§ Problem details
Rewrite the records below, switching each occurrence of "whole-number pixels" to "integer pixel values" and keeping everything else identical.

-- START Material for this task --

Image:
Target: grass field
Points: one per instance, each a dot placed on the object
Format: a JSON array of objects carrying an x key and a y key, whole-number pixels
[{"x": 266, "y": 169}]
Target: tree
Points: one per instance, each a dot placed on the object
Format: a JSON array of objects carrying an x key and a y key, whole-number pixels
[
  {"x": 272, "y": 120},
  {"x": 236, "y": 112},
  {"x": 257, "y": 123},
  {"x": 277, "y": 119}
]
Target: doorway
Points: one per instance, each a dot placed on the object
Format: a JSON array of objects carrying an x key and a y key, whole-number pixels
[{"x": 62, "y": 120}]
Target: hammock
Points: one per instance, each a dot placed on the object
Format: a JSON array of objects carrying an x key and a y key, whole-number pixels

-- END Material for this task --

§ Answer for this exercise
Image:
Target: grass field
Points: one per instance, each a dot placed on the object
Format: a JSON array of objects carrying an x key and a y key, integer pixel values
[{"x": 266, "y": 169}]
Target: tree
Points: one per instance, each a dot placed on the object
Format: a JSON array of objects carrying an x key and a y key, integer pixel values
[
  {"x": 272, "y": 120},
  {"x": 236, "y": 112},
  {"x": 257, "y": 123},
  {"x": 277, "y": 119}
]
Target: doorway
Points: one per instance, each a dot placed on the object
Format: a JSON array of objects carrying an x key and a y key, integer pixel values
[{"x": 62, "y": 120}]
Target: hammock
Points: one per instance, each a dot placed on the object
Format: a JSON array of objects carrying an x key and a y key, integer pixel values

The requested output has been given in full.